[Document segment]:
Rapid detection of Mycobacterium tuberculosis and rifampin-resistance using on-demand, near patient technology.

Danica Helb, Martin Jones, Elizabeth Story, Catharina Boehme, Ellen Wallace, Ken Ho, JoAnn Kop, Michelle R. Owens, Richard Rodgers, Padmapriya Banada, Hassan Safi, Robert Blakemore, N. T. Ngoc Lan, Edward C. Jones-López, Michael Levi, Michele Burday, Irene Ayakaka, Roy D. Mugerwa, Bill McMillan, Emily Winn-Deen, Lee Christel, Peter Dailey, Mark D. Perkins, David H. Persing, and David Alland^*

Department of Medicine, New Jersey Medical School – UMDNJ, Newark, NJ; Cepheid, Sunnyvale, CA; Foundation for Innovative New Diagnostics, Geneva, Switzerland; Pham Ngoc Thach Hospital, Ho Chi Minh City, Vietnam; Montefiore Medical Center, Bronx, NY; Department of Pathology, New Jersey Medical School – UMDNJ, Newark, NJ; Makerere University - UMDNJ Research Collaboration, Kampala, Uganda; Department of Medicine, Makerere University School of Medicine, Kampala, Uganda

^* To whom correspondence should be addressed. Email: allandda{at}umdnj.edu.

[Required action]:
Continue the tuberculosis detection paper from its last line. The material that follows is unrelated to the tuberculosis detection paper.

[Input data]:
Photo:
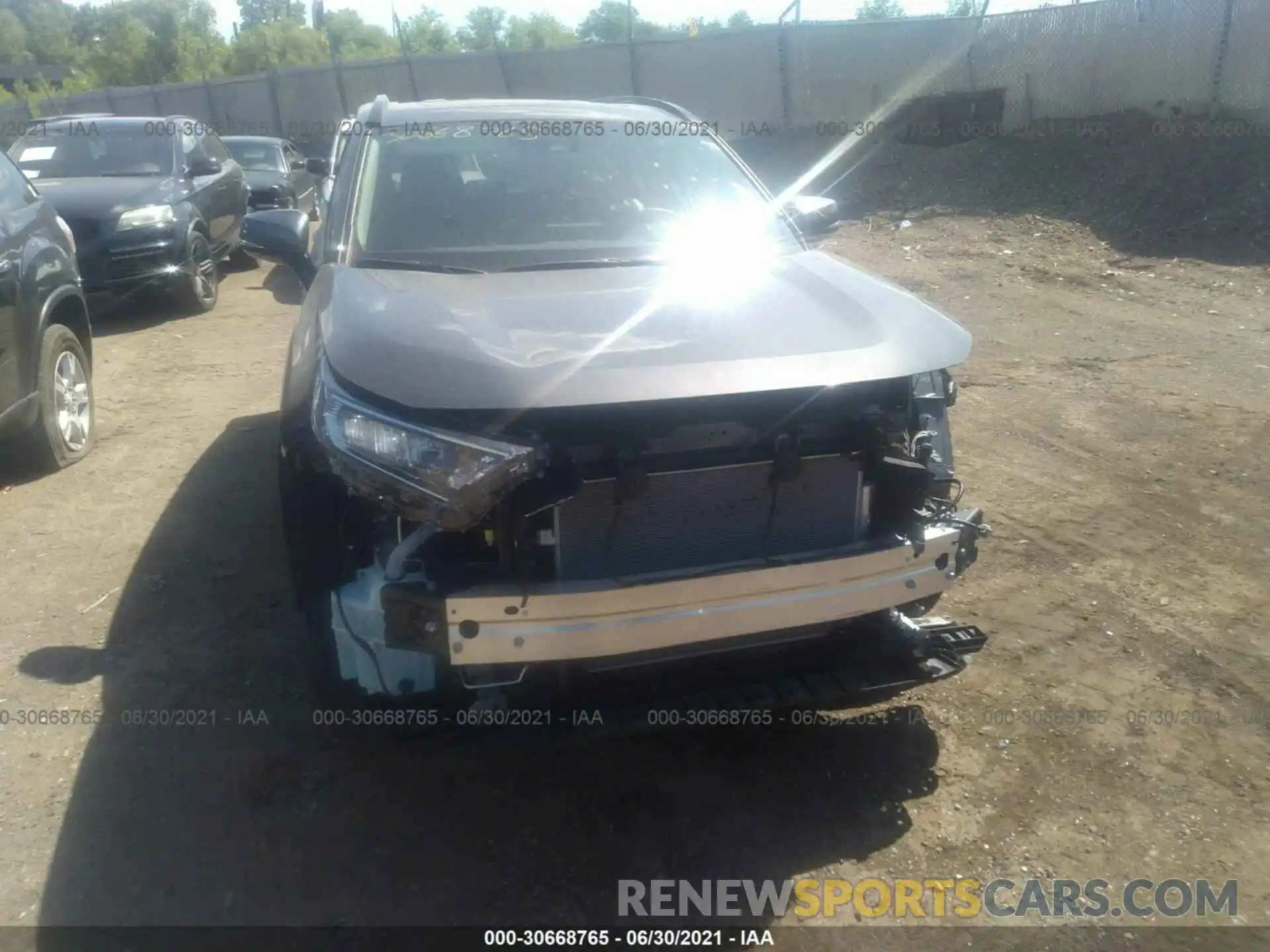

[Expected output]:
Current nucleic acid amplification methods to detect Mycobacterium tuberculosis are complex, labor-intensive and technically-challenging. We developed and performed the first analysis of the Cepheid Xpert MTB/RIF Assay, an integrated hands-free sputum-processing and real-time PCR system with rapid on-demand, near-patient technology, to simultaneously detect M. tuberculosis and rifampin-resistance. Analytic tests of M. tuberculosis DNA demonstrated a limit of detection (LOD) of 4.5 genomes per reaction. Studies using sputum spiked with known numbers of M. tuberculosis colony forming units (cfu) predicted a clinical LOD of 131 cfu/mL. Killing studies showed that the assay's buffer decreased M. tuberculosis viability by at least 8 logs, substantially reducing biohazards. Tests of 23 different commonly-occurring rifampin-resistance mutations demonstrated that all 23 (100%) would be identified as rifampin-resistant. An analysis of 20 non-tuberculosis mycobacteria species confirmed high assay specificity. A small clinical validation study of 107 clinical sputum samples from suspected tuberculosis cases in Vietnam detected 29/29 (100%) smear-positive culture-positive cases, and 22/39 (84.6%) or 38/53 (71.7%) smear-negative culture-positive cases, as determined by growth on solid media or both solid and liquid media, respectively. M. tuberculosis was not detected in 25/25 (100%) of the culture-negative samples. A study of 64 smear-positive culture-positive sputa from retreatment tuberculosis cases in Uganda detected 63/64 (98.4%) culture-positive cases and 9/9 (100%) cases of rifampin-resistance. Rifampin-resistance was excluded in 54/55 (98.2%) susceptible cases. Specificity rose to 100% after correcting for a conventional susceptibility test error. In conclusion, this highly-sensitive and simple-to-use system can detect M. tuberculosis directly from sputum in under two hours.